## Extracted text
- - - - -

# ADA substrate question



## RichardG (Feb 1, 2009)

I am using the ADA substrate system on a newly planted aquarium and I am having a problem. The substrate seems to lower the ph of my water to dangerous levels. The water I am using starts out at 7.5 to sometimes 8.0 and when I inject co2 it goes down as expected but never goes back up. I am using a co2 controller so then it never puts any more co2 out. I keep adjusting the controller until it has lowered the ph to the low 5's and it still stayes right where it stopped. What am I doing wrong? I know many people have used this substrate with great success but being new to planted aquariums I am confused about my results. Does anyone have any ideas?


----------



## Bert H (Mar 2, 2004)

I'm not sure I understand your question. 



> The water I am using starts out at 7.5 to sometimes 8.0 and when I inject co2 it goes down as expected but never goes back up.


If you're injecting CO2, the pH will drop, why do you want/expect it to go back up? That's normal. The controller will maintain pH where you set it, so that's correct as well.

If you're using a drop checker, follow the directions for its use, make sure you have kh4 water in it, and don't worry about your pH.

You may have read this already, but if not, you might find it helpful:
http://www.aquatic-plants.org/articles/basics/pages/index.html

HTH.


----------



## Tex Gal (Nov 1, 2007)

This substrate does lower pH. That is one of the reasons that it's so good for planted tanks. It will reach a level and stay there. Then once you add CO2 it comes down even farther. It's really a little disconcerting the first time you see it. Not to worry as it doesn't bother fish or plants. Everyone thrives. Just acclimate your fish and shrimp ect. like you normally would.

Do not add chemicals to try to raise your pH. That will cause problems. The only issue I have had is trying to keep fancy snails. The pH is too low for their shells. Other than that, shimp and fish do fine.


----------



## RichardG (Feb 1, 2009)

As I am sure you know the controller has set points,,if your ph never goes back up to a level that makes the solonoid kick on again you have no more co2. This is my problem,,I do have a drop checker and after a day or two of no co2 it shows just that, no co2. So, I adjust it down further to get some co2 into the water. I have adjusted the set points to the point that my ph has gone below 5.0 before it stops and guess what? It never changes and I still get no more co2. If you are telling me that it doesn't matter how low the co2 goes that is fine by me.

- - - - -

## Information
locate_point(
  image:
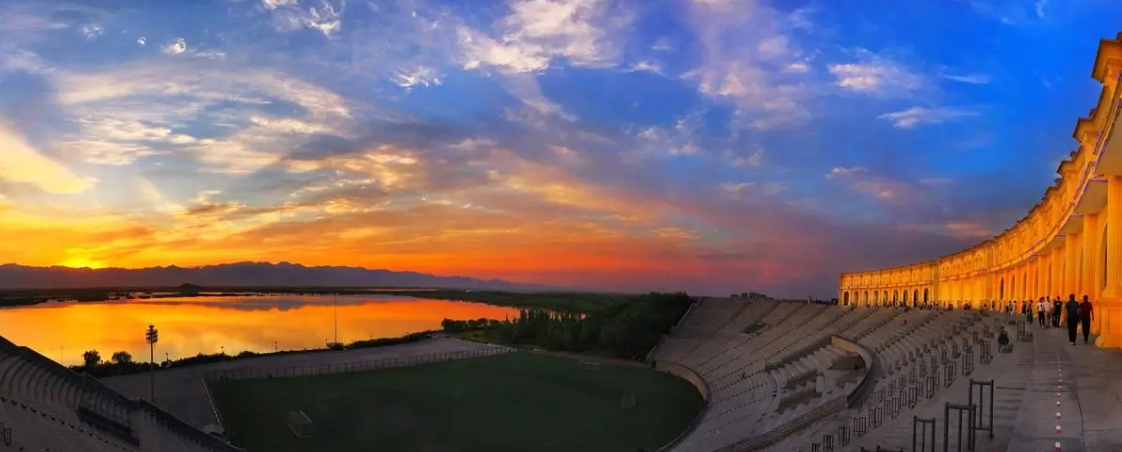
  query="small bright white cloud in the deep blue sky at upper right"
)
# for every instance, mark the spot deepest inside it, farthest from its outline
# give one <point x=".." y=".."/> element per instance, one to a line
<point x="877" y="76"/>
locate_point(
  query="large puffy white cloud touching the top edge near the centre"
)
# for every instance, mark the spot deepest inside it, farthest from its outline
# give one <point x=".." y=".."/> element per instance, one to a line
<point x="536" y="32"/>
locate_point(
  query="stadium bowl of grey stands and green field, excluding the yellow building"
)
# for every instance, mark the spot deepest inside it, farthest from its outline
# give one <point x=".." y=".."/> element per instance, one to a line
<point x="734" y="375"/>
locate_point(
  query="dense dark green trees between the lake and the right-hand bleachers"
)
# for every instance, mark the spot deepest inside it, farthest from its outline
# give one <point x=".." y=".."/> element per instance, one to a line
<point x="626" y="329"/>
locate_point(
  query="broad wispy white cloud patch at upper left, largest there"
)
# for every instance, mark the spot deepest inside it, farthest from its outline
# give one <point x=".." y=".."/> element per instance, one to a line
<point x="139" y="110"/>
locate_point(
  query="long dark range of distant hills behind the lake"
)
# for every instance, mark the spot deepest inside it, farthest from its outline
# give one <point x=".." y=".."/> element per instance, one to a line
<point x="238" y="275"/>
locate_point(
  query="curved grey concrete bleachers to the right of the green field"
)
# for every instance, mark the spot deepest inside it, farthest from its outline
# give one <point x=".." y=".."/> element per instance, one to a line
<point x="784" y="375"/>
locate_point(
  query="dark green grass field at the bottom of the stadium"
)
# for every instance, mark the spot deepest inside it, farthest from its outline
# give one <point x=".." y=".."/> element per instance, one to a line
<point x="509" y="403"/>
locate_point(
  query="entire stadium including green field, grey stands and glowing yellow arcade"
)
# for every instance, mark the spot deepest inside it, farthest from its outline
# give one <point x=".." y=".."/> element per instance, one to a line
<point x="950" y="370"/>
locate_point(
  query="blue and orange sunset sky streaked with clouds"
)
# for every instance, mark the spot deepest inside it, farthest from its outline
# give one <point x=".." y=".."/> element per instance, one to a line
<point x="702" y="145"/>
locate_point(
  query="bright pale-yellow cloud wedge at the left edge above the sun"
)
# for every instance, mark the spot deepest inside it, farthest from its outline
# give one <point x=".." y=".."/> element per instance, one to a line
<point x="24" y="164"/>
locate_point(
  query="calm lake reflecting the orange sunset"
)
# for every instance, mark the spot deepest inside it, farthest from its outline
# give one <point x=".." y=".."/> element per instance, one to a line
<point x="189" y="327"/>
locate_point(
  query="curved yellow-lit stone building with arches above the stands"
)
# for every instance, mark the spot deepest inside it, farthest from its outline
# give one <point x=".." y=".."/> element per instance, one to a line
<point x="1071" y="243"/>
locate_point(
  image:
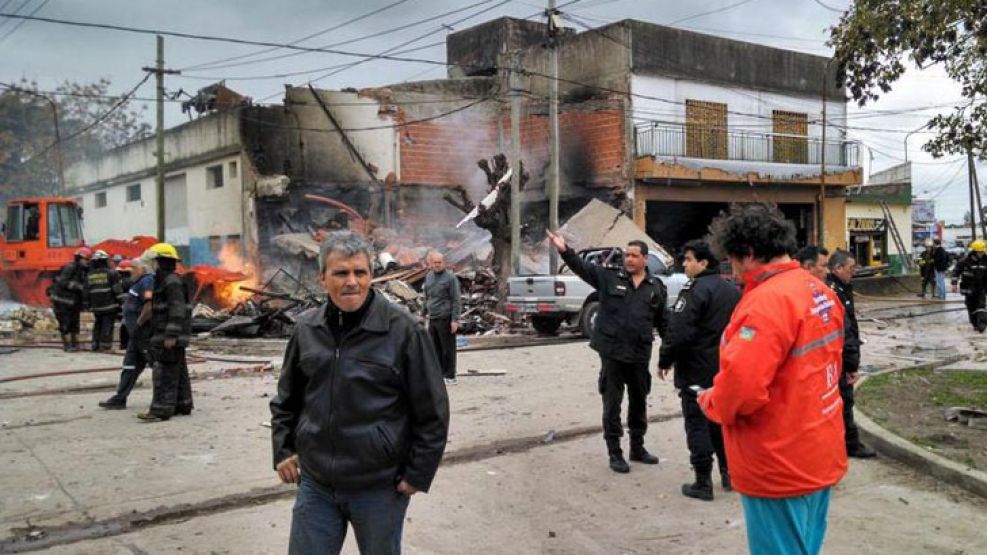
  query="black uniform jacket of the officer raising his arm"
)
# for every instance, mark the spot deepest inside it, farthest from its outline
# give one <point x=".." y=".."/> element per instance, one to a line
<point x="628" y="315"/>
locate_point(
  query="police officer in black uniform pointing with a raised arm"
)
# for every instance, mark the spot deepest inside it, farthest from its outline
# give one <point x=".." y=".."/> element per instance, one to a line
<point x="632" y="304"/>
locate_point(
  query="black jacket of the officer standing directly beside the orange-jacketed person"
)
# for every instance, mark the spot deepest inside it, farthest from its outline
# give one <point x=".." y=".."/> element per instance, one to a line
<point x="695" y="325"/>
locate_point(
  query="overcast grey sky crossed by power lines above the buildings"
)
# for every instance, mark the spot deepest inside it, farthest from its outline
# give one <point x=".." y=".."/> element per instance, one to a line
<point x="51" y="54"/>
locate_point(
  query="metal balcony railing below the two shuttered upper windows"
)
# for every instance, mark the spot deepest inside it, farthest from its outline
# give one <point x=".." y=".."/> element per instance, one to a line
<point x="696" y="141"/>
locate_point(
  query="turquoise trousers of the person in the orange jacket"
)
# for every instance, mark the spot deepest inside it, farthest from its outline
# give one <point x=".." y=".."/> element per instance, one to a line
<point x="788" y="525"/>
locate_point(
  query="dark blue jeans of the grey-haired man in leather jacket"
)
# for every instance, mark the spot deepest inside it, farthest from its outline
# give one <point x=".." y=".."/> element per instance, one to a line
<point x="320" y="516"/>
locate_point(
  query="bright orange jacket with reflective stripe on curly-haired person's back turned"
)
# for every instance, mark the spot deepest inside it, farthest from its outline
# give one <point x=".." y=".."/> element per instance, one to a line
<point x="777" y="392"/>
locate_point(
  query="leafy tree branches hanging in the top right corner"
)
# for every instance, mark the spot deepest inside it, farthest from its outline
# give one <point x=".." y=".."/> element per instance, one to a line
<point x="875" y="40"/>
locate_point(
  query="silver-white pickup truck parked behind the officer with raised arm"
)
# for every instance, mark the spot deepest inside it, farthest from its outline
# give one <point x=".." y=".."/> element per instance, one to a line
<point x="565" y="298"/>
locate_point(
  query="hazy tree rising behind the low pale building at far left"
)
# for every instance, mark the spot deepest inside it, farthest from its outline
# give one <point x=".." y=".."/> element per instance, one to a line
<point x="28" y="149"/>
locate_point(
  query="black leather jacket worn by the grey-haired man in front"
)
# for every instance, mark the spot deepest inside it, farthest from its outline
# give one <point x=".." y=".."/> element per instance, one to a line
<point x="366" y="412"/>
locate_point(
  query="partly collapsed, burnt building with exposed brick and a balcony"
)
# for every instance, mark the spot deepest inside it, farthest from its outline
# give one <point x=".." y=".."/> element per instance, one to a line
<point x="668" y="125"/>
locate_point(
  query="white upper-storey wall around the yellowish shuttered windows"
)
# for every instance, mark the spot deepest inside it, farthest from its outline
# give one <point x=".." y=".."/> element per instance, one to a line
<point x="739" y="101"/>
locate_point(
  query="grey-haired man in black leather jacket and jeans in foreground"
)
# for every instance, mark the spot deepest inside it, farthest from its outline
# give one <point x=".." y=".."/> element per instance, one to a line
<point x="361" y="415"/>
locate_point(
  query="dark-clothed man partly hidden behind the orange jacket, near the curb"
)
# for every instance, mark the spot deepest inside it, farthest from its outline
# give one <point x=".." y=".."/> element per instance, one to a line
<point x="841" y="268"/>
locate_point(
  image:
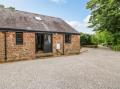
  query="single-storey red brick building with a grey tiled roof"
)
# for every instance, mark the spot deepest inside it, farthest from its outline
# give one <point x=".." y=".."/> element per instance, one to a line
<point x="25" y="35"/>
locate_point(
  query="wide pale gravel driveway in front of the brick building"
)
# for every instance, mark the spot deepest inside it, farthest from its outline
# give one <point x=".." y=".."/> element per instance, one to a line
<point x="92" y="69"/>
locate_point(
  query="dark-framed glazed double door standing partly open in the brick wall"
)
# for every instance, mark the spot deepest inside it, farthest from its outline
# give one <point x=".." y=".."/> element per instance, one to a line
<point x="43" y="42"/>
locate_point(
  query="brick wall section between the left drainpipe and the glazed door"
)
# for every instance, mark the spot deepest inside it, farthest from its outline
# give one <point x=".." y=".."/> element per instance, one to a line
<point x="19" y="52"/>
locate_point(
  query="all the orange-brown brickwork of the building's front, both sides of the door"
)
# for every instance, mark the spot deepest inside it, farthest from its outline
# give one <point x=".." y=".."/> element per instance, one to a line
<point x="27" y="50"/>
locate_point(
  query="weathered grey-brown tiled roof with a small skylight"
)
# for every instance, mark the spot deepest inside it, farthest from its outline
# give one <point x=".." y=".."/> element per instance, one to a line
<point x="32" y="22"/>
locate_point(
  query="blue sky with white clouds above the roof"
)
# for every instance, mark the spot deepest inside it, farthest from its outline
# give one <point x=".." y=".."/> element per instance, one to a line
<point x="74" y="12"/>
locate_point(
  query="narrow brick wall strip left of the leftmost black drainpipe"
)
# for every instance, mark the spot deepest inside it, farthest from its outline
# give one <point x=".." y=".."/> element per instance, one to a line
<point x="2" y="48"/>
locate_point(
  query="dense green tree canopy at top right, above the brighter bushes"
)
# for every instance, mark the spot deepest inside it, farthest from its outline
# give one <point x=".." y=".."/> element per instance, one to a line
<point x="105" y="15"/>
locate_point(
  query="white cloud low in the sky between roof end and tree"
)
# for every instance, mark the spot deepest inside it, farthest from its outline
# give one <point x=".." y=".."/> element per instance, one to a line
<point x="81" y="26"/>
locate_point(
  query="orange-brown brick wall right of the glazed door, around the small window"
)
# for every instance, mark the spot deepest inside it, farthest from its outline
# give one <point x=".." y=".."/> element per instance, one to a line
<point x="69" y="48"/>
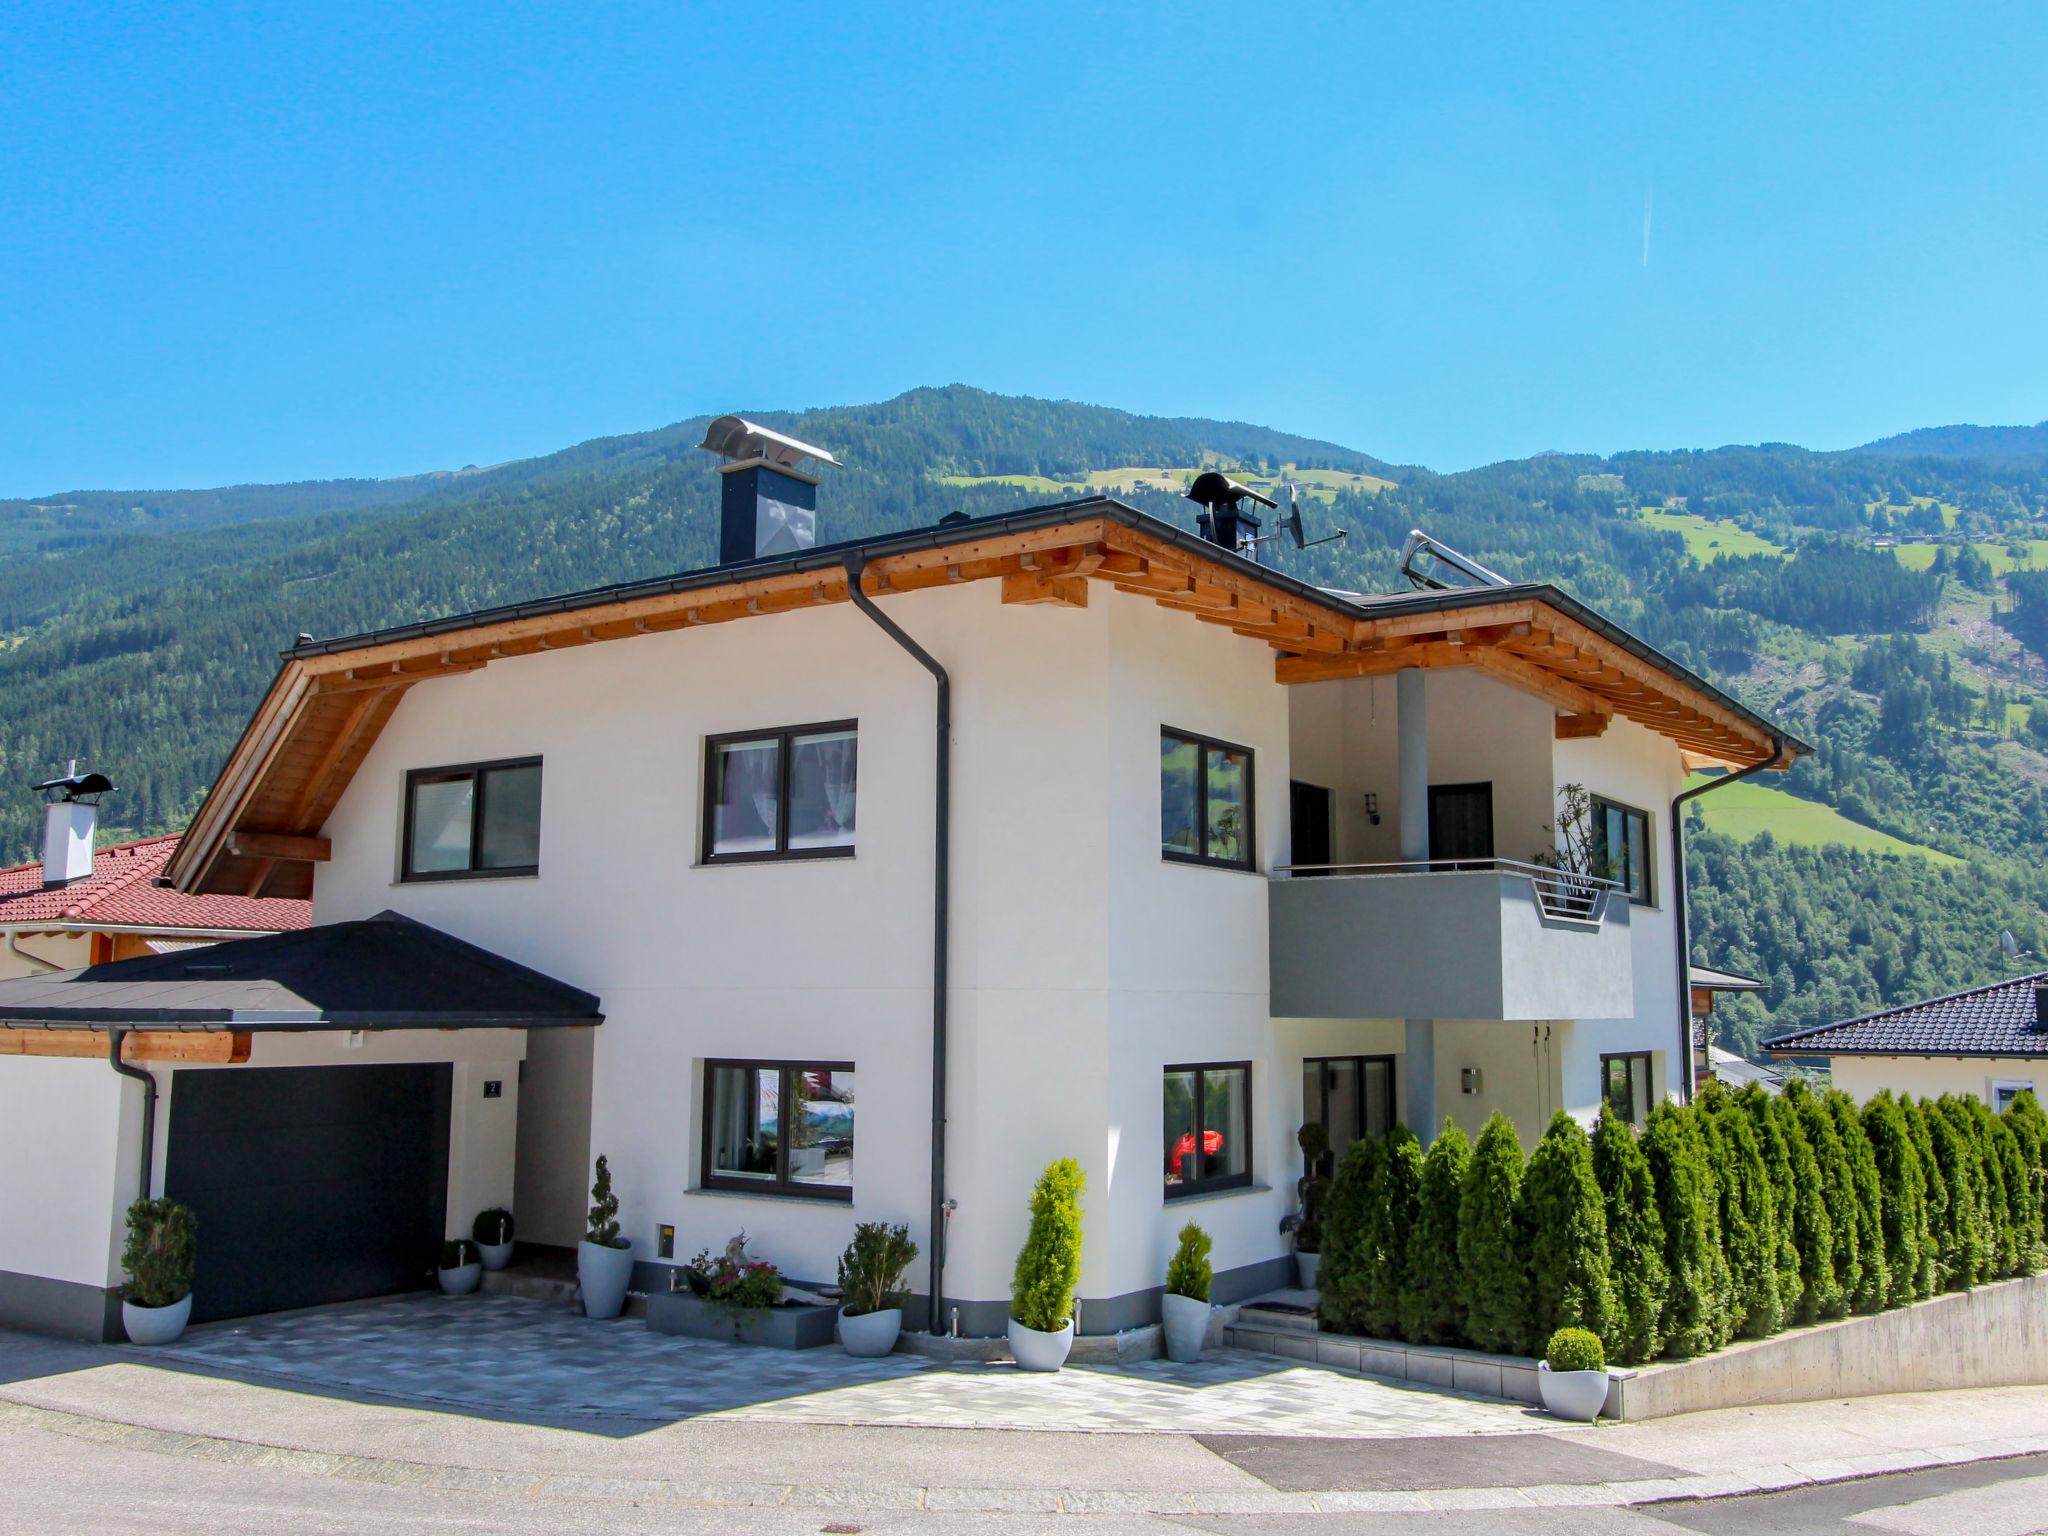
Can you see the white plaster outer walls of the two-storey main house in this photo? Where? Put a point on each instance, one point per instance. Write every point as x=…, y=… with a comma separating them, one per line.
x=1082, y=964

- - - - -

## Problem requirements
Continue the forum thread about ADA substrate lowering pH, starting right after its last post.

## Answer to this exercise
----------



## nfrank (Jan 29, 2005)

the pH of your water is affected by the humic acids released by the aquasoil. That pH is not directly related to the CO2 level. You may also want to re-calibrate your pH probe. If it says 5.0, it may not be exactly correct. pH of 5.0 sounds very very low even for aquasoil.

My tap water is around 7.4. With my aquasoil and with the CO2 off, the water gets to be around around pH=6.5. I set my CO2 so that i bring the pH down to around 5.8-6. I never tried to figure out how that translates to ppm. I probably can make the pH a little lower.


----------



## RichardG (Feb 1, 2009)

I thank everyone for the information,,I am really trying to understand the chemistry. According to the KH as compaired to ph table that I was refered to my KH is at about 1.7 degrees with a ph of 6.1. The confusing thing is that it seems to stay there and I have gone for days with no futher co2 entering the aquarium via the injection system. So are you saying that as long as the ph is stable and the KH is the same I do have the proper amount of co2 in the water even if the drop checker doesn't seem to show that?


----------



## nfrank (Jan 29, 2005)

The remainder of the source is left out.